Set task 1 —
Retype the part of the passage about staying overnight in a Kyoto temple that runs between "On check-in day, my" and "feel the authenticity.", inclusive.

Source excerpt —

>> Start

I first read about staying overnight in temples in Japan from Don George, who worked with Lonely Planet for years and has been a travel writer since before I was born. He has a strong connection to Japan and wrote about how you haven’t really experienced Kyoto unless you have stayed in a temple overnight.
He was right. Japan is famous for its temples and in Kyoto alone there are more than 1,600 temples. As Buddhism is one of the two main religions in Japan (the other being Shintoism or Shinto), these places of worship can be found in nearly every city.
As travellers we always just pop into these sites during the day – I have done it myself time and time again in Japan. I visit a particular temple because it looks beautiful or because of its rich history. When I started planning my second trip to Japan, I organised visits to cities such as Nikko with the solo intent of seeing one shrine. This time I was on a mission to find a temple in Kyoto where I could stay overnight and pray with the monks in the early morning.
Eventually, I found Ninna-Ji Temple, an UNESCO World Heritage-listed temple with strong ties to the Imperial family since its establishment in 888. It ticked all the boxes: it was an authentic Japanese temple, English-speaking hosts were available if you arrived before 6:30pm, it was accessible from the city centre, it offered private rooms (with a shared bathroom), guests are welcomed to join in the morning prayer, and breakfast could be included. Take my money! The website had an English translation guide, so I committed and booked.
I fantasised and romanticised about the experience in my head for months. I would talk to my clients about this epic trip I had planned and would be sure to drop it into almost every conversation. In my head I thought to myself, “Yeah, I’m a cool, culture- seeking traveller”. I was proud to be doing something a bit random and off-the-beaten track in Japan.
On check-in day, my partner, Rashaun, and I arrived at Ninna-Ji Temple feeling nervous that we hadn’t arrived at the right place. My mind was quickly put at ease funnily enough when the gentleman sporting a yukata at the front desk pointed out we had made the classic Westerner faux pas of stepping inside the temple with our dirty shoes on. Yes, this was the place, I could feel the authenticity.
Once checked in I felt the need to constantly be quiet and delicate when in the temple. I found myself tiptoeing to our room and trying to lift my case up only a little, so it wasn’t so noisy.

>> End

Set task 2 —
Put the lines of the listing below, from the line holding "Target: black and white spotted cow" through the end of the listing, into a JSON list of strings, one string per line. Leave out blank lines.

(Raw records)
>> Start

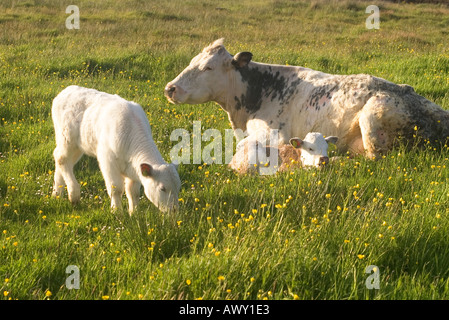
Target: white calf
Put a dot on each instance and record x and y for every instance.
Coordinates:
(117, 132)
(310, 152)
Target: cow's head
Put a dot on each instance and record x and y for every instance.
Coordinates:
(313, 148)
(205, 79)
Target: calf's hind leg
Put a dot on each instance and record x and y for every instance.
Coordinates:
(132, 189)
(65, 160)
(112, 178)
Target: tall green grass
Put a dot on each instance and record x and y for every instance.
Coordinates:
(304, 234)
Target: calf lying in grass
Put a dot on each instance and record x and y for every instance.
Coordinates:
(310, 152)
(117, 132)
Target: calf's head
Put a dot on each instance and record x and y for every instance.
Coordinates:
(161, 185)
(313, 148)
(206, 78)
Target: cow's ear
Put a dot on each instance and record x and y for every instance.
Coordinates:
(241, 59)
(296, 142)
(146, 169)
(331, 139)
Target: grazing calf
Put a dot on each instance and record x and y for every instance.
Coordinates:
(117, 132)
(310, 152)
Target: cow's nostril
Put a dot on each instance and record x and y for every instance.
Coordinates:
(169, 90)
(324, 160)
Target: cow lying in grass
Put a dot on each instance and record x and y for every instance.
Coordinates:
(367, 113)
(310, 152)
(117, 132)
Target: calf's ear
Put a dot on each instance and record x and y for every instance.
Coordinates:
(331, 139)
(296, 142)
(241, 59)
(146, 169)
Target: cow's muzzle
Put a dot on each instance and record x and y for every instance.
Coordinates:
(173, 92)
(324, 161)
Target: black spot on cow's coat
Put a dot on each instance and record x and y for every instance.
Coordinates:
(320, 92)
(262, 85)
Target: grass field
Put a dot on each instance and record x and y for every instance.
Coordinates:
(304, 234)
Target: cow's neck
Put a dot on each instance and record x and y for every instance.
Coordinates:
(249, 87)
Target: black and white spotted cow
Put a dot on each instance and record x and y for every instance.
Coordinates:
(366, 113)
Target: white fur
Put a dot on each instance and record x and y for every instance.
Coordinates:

>> End

Exercise response 1 —
On check-in day, my partner, Rashaun, and I arrived at Ninna-Ji Temple feeling nervous that we hadn’t arrived at the right place. My mind was quickly put at ease funnily enough when the gentleman sporting a yukata at the front desk pointed out we had made the classic Westerner faux pas of stepping inside the temple with our dirty shoes on. Yes, this was the place, I could feel the authenticity.

Exercise response 2 —
[
  "Target: black and white spotted cow",
  "Put a dot on each instance and record x and y for every instance.",
  "Coordinates:",
  "(366, 113)",
  "Target: white fur",
  "Put a dot on each instance and record x and y for every instance.",
  "Coordinates:"
]